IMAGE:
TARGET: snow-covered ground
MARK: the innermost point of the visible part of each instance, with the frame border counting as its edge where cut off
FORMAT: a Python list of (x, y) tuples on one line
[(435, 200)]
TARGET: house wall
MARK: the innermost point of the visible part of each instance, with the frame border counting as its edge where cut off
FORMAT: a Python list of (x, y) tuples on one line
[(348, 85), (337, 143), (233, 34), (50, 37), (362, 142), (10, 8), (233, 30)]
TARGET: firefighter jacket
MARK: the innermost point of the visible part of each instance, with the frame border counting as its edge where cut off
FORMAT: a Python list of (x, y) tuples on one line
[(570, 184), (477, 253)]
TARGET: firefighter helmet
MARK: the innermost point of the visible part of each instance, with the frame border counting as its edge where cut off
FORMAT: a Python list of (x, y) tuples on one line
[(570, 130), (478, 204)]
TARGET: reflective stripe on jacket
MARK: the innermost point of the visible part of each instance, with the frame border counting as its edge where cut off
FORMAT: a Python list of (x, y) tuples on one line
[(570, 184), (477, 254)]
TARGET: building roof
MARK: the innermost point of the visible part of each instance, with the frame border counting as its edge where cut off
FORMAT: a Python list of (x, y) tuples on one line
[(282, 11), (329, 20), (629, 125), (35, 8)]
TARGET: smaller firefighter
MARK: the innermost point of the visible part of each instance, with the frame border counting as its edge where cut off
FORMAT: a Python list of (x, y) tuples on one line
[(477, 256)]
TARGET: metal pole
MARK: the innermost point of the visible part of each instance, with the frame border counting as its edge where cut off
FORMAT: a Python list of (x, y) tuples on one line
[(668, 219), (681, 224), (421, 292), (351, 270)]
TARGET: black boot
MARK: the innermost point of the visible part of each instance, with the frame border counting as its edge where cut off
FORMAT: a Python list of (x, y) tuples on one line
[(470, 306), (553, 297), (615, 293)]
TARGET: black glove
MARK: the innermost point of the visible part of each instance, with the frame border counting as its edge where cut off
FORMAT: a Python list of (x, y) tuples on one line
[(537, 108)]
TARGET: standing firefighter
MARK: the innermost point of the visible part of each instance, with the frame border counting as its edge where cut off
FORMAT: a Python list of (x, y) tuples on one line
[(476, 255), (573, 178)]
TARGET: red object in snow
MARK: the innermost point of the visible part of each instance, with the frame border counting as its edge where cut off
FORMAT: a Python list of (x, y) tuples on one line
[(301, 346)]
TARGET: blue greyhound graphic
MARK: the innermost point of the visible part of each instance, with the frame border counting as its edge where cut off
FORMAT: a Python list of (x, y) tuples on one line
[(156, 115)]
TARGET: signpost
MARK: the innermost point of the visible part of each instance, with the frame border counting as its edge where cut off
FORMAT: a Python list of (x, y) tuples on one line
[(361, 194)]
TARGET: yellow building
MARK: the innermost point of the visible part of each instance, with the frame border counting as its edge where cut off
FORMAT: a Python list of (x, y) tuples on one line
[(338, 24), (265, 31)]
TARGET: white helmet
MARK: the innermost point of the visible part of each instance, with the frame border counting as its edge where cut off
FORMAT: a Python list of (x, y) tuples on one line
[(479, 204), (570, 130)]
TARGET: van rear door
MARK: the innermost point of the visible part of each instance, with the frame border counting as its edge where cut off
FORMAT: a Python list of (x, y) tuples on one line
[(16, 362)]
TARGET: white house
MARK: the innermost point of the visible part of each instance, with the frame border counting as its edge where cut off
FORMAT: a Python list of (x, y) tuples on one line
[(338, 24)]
------------------------------------------------
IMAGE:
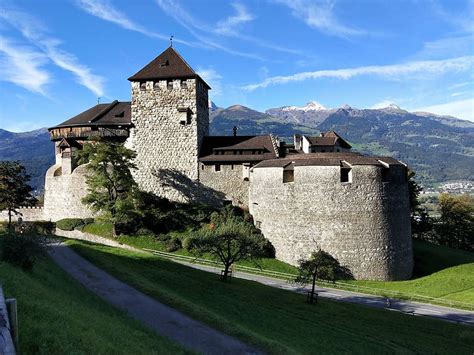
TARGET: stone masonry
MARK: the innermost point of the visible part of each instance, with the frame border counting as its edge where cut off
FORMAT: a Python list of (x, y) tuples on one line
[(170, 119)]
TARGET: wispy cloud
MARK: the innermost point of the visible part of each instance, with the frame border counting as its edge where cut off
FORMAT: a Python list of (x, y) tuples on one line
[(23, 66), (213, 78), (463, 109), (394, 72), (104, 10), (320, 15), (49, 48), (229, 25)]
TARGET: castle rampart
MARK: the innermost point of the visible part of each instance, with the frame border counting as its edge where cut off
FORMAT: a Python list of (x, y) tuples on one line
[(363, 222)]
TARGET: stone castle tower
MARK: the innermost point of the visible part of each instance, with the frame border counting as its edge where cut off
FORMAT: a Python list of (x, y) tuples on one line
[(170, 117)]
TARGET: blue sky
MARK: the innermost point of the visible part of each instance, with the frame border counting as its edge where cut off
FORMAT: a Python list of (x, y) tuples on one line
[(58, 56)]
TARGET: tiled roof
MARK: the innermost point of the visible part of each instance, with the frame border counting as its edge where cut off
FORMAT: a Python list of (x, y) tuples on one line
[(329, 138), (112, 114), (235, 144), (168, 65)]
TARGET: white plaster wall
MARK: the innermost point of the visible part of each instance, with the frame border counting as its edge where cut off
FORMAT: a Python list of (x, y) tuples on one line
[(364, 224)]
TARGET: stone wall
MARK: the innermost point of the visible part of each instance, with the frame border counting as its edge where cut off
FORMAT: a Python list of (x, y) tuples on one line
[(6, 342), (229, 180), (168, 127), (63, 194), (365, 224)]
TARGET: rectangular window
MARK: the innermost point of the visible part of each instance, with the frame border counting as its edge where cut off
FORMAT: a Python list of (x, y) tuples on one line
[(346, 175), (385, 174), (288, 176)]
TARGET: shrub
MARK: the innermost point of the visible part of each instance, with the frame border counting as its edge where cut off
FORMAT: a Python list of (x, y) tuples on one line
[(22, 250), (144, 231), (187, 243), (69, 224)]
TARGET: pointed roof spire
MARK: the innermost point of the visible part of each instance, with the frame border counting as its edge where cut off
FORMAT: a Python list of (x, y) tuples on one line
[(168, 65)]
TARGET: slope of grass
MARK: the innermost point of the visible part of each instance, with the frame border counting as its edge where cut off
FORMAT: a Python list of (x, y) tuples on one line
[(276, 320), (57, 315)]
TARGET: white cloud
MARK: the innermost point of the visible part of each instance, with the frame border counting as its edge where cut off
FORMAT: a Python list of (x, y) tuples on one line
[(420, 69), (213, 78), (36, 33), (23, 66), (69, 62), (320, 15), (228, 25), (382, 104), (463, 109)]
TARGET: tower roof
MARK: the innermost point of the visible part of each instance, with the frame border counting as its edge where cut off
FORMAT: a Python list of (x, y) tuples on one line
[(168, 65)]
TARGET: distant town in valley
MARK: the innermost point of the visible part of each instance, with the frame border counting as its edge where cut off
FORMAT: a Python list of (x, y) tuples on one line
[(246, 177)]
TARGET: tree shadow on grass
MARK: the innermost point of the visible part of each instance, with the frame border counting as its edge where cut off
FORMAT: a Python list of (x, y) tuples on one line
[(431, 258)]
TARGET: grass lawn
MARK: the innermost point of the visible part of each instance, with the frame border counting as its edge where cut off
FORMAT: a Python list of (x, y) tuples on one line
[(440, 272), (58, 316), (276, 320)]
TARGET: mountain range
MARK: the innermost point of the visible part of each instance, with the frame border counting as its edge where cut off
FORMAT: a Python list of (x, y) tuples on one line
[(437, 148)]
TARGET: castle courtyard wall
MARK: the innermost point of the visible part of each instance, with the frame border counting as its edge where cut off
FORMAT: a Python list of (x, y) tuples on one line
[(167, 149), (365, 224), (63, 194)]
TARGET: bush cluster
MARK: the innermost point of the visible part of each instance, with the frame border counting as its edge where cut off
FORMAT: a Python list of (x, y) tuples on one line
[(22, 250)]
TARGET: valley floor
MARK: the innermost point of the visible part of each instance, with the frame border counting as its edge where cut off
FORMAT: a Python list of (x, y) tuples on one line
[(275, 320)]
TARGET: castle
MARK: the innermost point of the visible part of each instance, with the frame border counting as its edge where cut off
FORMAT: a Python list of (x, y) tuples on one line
------------------------------------------------
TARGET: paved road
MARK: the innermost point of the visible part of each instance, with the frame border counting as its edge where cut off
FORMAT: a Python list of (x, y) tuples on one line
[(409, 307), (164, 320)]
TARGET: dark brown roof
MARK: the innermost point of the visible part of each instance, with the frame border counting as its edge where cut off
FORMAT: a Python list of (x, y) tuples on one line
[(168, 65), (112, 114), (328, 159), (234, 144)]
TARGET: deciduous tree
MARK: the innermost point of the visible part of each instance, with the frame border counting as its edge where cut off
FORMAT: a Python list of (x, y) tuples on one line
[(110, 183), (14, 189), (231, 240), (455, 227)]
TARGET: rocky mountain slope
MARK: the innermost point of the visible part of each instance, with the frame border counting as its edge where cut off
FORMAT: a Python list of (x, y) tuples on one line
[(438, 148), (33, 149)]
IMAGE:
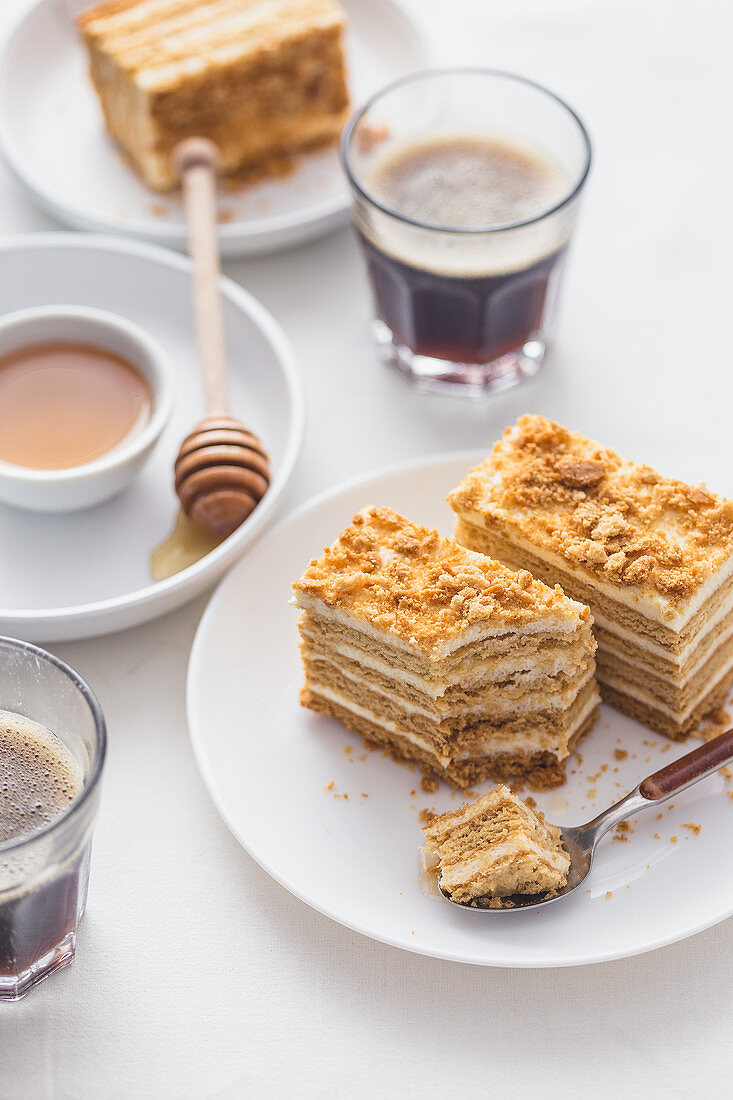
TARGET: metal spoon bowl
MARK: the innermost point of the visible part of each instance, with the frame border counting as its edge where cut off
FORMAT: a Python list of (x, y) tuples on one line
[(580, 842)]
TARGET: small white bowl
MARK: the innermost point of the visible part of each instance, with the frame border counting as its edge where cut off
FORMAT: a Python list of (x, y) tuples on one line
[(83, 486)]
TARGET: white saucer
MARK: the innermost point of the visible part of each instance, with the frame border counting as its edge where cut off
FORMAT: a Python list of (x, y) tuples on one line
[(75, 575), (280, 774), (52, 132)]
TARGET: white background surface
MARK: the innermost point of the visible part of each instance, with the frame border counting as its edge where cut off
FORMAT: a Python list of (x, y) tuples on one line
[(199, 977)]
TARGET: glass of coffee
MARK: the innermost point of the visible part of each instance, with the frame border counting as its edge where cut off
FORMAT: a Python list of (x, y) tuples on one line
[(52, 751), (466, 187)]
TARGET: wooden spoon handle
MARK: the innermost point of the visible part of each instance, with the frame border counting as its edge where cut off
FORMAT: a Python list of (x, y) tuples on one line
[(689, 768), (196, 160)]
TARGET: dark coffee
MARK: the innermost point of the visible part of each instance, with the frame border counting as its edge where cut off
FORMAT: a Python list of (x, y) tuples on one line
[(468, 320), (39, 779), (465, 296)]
------------------------------------------------
Goal of the exercise: Give everything from the line containing "TARGET: dark coffee" down to the line containing "[(468, 320), (39, 779), (465, 296)]" as a two-column CSV with the headers request and points. Each row gets one CSV line, with its text and its answer in separate quoted fields and line breaks replaced by spaces.

Answer:
request,points
"TARGET: dark coffee MARK: the innermost point of the visible part of each instance, with the frame border counting as its edge where cut off FORMAT: a Python list of (x, y) tuples on one line","[(468, 320), (39, 779), (465, 296)]"